_WHAT YOU ARE ASKED TO DO:_
Copy out the lines below with every "in this lesson" changed to "in this exercise" and nothing else altered. Leave the pictures out.

Dataset records on object locations:

++++

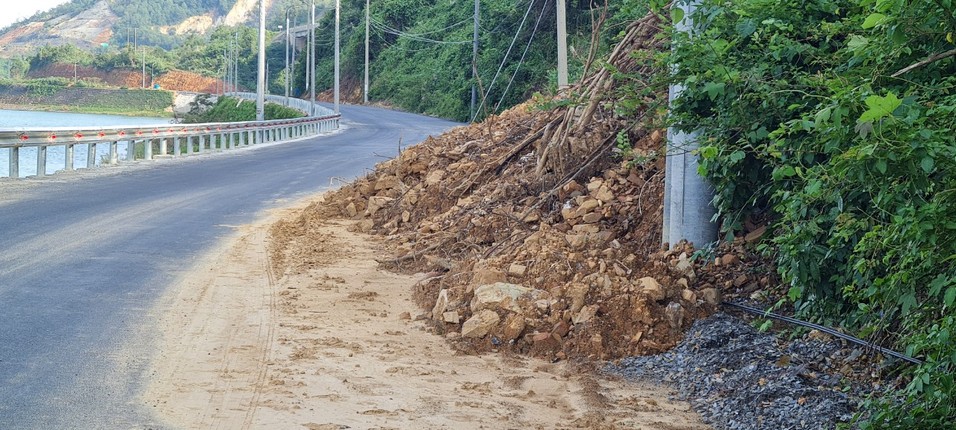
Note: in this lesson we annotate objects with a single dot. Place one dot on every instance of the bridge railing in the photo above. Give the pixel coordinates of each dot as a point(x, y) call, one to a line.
point(157, 141)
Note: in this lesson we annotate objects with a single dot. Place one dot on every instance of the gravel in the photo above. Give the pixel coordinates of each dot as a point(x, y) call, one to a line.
point(739, 378)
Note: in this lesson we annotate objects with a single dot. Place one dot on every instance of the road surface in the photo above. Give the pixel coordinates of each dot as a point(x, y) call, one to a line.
point(84, 257)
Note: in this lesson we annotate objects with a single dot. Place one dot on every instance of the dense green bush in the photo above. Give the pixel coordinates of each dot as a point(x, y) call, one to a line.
point(808, 113)
point(230, 109)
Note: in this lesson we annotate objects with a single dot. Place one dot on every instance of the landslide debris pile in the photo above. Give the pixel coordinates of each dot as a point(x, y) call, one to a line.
point(534, 237)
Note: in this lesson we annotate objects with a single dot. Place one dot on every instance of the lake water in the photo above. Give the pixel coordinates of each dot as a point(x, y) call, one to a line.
point(14, 119)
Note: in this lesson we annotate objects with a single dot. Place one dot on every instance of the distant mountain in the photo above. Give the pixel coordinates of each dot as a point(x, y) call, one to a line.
point(89, 24)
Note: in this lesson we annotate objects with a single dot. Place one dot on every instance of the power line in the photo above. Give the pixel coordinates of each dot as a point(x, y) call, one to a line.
point(534, 31)
point(503, 61)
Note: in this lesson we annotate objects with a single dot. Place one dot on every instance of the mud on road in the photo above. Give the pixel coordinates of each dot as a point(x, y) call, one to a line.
point(325, 339)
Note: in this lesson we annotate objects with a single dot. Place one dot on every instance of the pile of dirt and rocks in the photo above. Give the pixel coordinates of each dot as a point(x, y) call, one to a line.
point(738, 378)
point(534, 237)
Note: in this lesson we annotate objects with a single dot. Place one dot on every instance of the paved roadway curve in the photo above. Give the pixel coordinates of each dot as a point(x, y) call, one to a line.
point(82, 260)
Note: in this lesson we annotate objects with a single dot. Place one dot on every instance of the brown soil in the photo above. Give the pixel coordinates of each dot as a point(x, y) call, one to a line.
point(321, 338)
point(174, 80)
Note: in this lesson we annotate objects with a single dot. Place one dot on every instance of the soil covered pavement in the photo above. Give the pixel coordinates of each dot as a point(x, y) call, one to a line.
point(276, 330)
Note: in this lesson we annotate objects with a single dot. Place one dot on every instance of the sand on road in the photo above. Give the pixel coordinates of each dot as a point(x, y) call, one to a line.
point(333, 342)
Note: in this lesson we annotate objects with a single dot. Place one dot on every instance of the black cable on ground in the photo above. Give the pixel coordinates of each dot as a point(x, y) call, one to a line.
point(827, 330)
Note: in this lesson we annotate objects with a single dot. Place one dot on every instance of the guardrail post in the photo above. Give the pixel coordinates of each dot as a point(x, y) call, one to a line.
point(91, 155)
point(68, 157)
point(14, 162)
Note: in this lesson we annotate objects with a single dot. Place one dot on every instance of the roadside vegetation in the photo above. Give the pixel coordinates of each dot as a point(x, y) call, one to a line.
point(833, 120)
point(232, 109)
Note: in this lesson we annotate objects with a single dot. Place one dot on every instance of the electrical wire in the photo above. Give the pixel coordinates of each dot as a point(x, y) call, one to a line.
point(503, 61)
point(544, 6)
point(826, 330)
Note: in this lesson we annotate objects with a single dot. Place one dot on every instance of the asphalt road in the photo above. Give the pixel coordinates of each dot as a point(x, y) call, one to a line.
point(83, 258)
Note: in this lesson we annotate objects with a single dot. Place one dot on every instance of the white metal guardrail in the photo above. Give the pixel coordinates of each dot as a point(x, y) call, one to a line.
point(154, 141)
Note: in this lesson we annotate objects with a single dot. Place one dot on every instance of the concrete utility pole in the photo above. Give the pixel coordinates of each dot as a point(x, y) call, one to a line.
point(474, 64)
point(365, 98)
point(261, 84)
point(338, 10)
point(687, 196)
point(288, 34)
point(311, 65)
point(562, 44)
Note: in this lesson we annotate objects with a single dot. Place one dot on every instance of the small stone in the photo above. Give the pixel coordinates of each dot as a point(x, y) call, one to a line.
point(561, 329)
point(740, 281)
point(434, 178)
point(688, 296)
point(711, 296)
point(585, 315)
point(729, 259)
point(586, 228)
point(652, 288)
point(451, 317)
point(605, 195)
point(375, 203)
point(514, 326)
point(588, 206)
point(592, 217)
point(675, 315)
point(441, 304)
point(480, 324)
point(517, 269)
point(595, 185)
point(499, 295)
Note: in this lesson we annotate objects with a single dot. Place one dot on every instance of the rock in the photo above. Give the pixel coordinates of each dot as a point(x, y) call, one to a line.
point(561, 329)
point(740, 280)
point(585, 315)
point(365, 226)
point(499, 295)
point(675, 315)
point(517, 269)
point(711, 296)
point(576, 241)
point(434, 178)
point(688, 296)
point(577, 294)
point(375, 203)
point(685, 267)
point(652, 288)
point(591, 218)
point(514, 326)
point(451, 317)
point(588, 205)
point(605, 195)
point(441, 304)
point(388, 182)
point(729, 259)
point(487, 276)
point(480, 324)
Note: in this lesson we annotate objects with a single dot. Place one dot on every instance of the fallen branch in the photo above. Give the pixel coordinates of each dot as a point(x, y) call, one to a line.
point(931, 59)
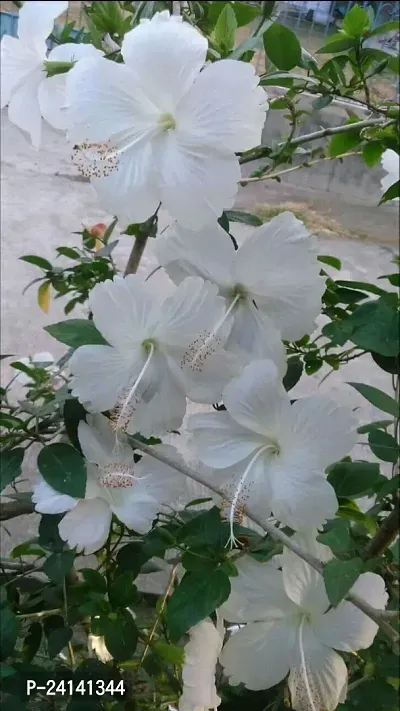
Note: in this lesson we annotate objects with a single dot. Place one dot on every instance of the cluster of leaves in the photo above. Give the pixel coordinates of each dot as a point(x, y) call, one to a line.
point(47, 608)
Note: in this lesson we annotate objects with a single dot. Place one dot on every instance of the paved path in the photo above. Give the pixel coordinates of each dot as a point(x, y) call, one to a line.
point(44, 201)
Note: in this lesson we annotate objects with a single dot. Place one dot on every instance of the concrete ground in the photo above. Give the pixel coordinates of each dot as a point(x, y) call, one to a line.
point(44, 201)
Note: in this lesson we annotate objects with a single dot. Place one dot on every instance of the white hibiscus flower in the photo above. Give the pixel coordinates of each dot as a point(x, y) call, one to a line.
point(115, 484)
point(198, 674)
point(24, 82)
point(271, 282)
point(391, 164)
point(271, 455)
point(162, 127)
point(157, 353)
point(291, 628)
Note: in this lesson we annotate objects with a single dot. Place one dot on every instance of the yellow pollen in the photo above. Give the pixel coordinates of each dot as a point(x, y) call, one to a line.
point(167, 122)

++++

_RESPONSE:_
Note: in this exercise we annotate objects with a single dot. Place one dot on every instance of the bridge railing in the photo above. Give the pixel coordinates of each dot as a point(x, y) call, one to a line.
point(157, 141)
Note: in this exercise we annotate objects with a single dot. Place one dot on every instance of the gravel in the photo above. Give the pixel coordinates of each dot as a point(x, y) call, one to a line.
point(739, 378)
Note: in this exercise we annotate objects with a single dot. Place one dot on every instance of the road surface in the photo above. Give the pixel coordinates of each dot as a point(x, y) call, one to a line.
point(84, 257)
Note: in this exercise we annotate objects with a single dot. Place one dot on every instance of the dense green bush in the photo above. Give the pixel coordinates of each dot as a point(x, y) call, one to a line.
point(808, 113)
point(230, 109)
Note: in this exercise we annotate objects with a single dot. Place one dot on every instance of the landslide debris pile in the photo above. Give the pixel coordinates of each dot as a point(x, y) call, one to a line.
point(534, 237)
Note: in this exercise we annotate objects with a single dot. Place one dot on every instance of the lake water in the photo above. Give the pixel coordinates of each dot as a point(x, y) call, one to a line.
point(14, 119)
Note: in this exercise we annotate objects with a single dot. Place one dot on every instance of the distant mountain in the photo above. Give the pixel coordinates of each dot as a point(x, y) call, one to a line.
point(89, 24)
Note: in this exercise we annotate objects with a single dot. Place one dot on every instance of the power line in the photo above. Give the pixel coordinates of each dot as a point(x, y) call, one to a line.
point(534, 31)
point(503, 61)
Note: in this exercise we annotate objects with a single dot. Place one dot on every instance of the mud on road in the photo above. Give the pixel coordinates of each dot as a point(x, y) call, one to a line.
point(325, 339)
Note: in this exercise we annotate objects with a single dot. Place one dot on every instance of the pile of dirt and rocks in the photo above. Give the pixel coordinates of each dot as a point(x, y) call, one to a line.
point(738, 378)
point(534, 237)
Note: in this exercise we annotate objects with a single dot. Place one dot on every instance of the paved roadway curve in the photo above. Give the pixel coordinates of each dot as a point(x, y) call, one to a line.
point(82, 260)
Note: in this exercise we annotate objects with a single dot. Place one dot on every instance of the brown soil in the photo above. Give the pixel coordinates of each dot as a point(x, y) call, one to a line.
point(321, 338)
point(174, 80)
Note: in this exercise we annotate objects with a single dot. Place one dot on every instance of the soil covered pavement in the photo above. Give the pixel coordinates of each dot as a point(x, y) call, one to a line.
point(276, 330)
Note: in this exercise we annotate objects with a single dot. Place one dot on every instance of the sand on road in the photo above. Give the pixel coordinates of each dot as a point(x, y) call, one to a line.
point(333, 342)
Note: in this exercise we annotate objects with a single dot. Place one dot on every instance of the black cable on ground in the photo above. Give the pixel coordinates of each dot as a point(x, y) call, one to a line.
point(827, 330)
Note: in this exercise we annotate objects with a single dot. Place one dot on every instance of the guardrail post in the photo above. Give the pixel coordinates of each dot as a point(x, y) call, one to a line.
point(91, 155)
point(68, 157)
point(14, 162)
Note: in this exercise we annotate objects with a single dot. Place one dot on every instance of the roadside vegetation in the photo above. Give the pixel coordinates of each dot as a point(x, y) call, one to a line.
point(833, 120)
point(232, 109)
Note: in this exercise we annotate objects with a single dot. Place one dot on every instance of the electrical wire in the photo above. Give the pixel coordinates of each dot as a point(x, y) call, one to a line.
point(503, 61)
point(544, 6)
point(826, 330)
Note: in this exercise we annotate objects with a single dot. Place one dot on every instance of the asphalt road in the photo above. Give the pixel coordinates of each dot as a point(x, y) call, one to a line.
point(83, 258)
Note: in this exercise we annotate objects with a single dot. Place one dot on every instance of the white metal guardrail in the photo above. Give the pixel coordinates of each dot as a point(x, y) call, one to a line.
point(154, 141)
Note: in this exercise we annotate objects with a single dot. Place one dot on every instance of the concrete utility pole in the photo above. Give the pixel coordinates of each dot as a point(x, y) call, one to a line.
point(474, 64)
point(365, 98)
point(261, 84)
point(338, 10)
point(687, 196)
point(288, 34)
point(311, 65)
point(562, 44)
Note: in this exercise we annotate objects with a single dot. Place one dot on every instance of the small stone in the photo above. Give the pixel coordinates of each dot as a point(x, y) call, one to a line.
point(561, 329)
point(740, 281)
point(434, 178)
point(688, 296)
point(711, 296)
point(585, 315)
point(729, 259)
point(586, 228)
point(652, 288)
point(451, 317)
point(605, 195)
point(375, 203)
point(514, 326)
point(588, 206)
point(592, 217)
point(675, 315)
point(441, 304)
point(480, 324)
point(517, 269)
point(595, 185)
point(499, 295)
Note: in this exercise we annotate objects with a single dot. Place one dot on every instance of the rock in the photo above. Give the pixel coordinates of each dot as a point(x, y) call, one to a line.
point(561, 329)
point(740, 280)
point(585, 315)
point(365, 226)
point(499, 295)
point(675, 315)
point(517, 269)
point(711, 296)
point(576, 241)
point(434, 178)
point(688, 296)
point(577, 294)
point(375, 203)
point(685, 267)
point(652, 288)
point(591, 218)
point(514, 326)
point(451, 317)
point(588, 205)
point(605, 195)
point(441, 304)
point(388, 182)
point(729, 259)
point(487, 276)
point(480, 324)
Note: in this exercise we annotate objects with a single dot. Place one dot on every instance of the fallen branch in the photo above. Give the pixel coordinates of each dot as a point(x, y) call, one to a line.
point(931, 59)
Note: in this exercise we annotate objects with a single dot. Place one dot on every instance of the cluster of leaves in the photo above. Give the pixel coordinates of each dot as a point(x, y) call, one to a line.
point(47, 608)
Note: in this exercise we annotate objects with a single dot. Place one dot on every instance of the paved path in the photo above. Give the pixel coordinates of each dot as a point(x, y) call, one to a line.
point(44, 201)
Note: in this exercise we annotate objects with a single dot. Place one dot on every instance of the concrete ground in the photo above. Give the pixel coordinates of each dot as a point(x, y) call, one to a line.
point(44, 201)
Note: in this exercise we annotate objects with a single dot. Place one dot on every instance of the white hibiscus flower in the photo above. Give the pixel coordinates of each dot as a point(x, y) call, one to a line.
point(115, 484)
point(198, 674)
point(24, 82)
point(271, 282)
point(391, 164)
point(271, 455)
point(162, 127)
point(157, 353)
point(291, 628)
Note: in this exercise we annotate objects with a single dot. Place one dot on every instance of the yellow pollen in the photo above. Give the pixel coordinates of each dot as a point(x, y) call, one to a line.
point(167, 122)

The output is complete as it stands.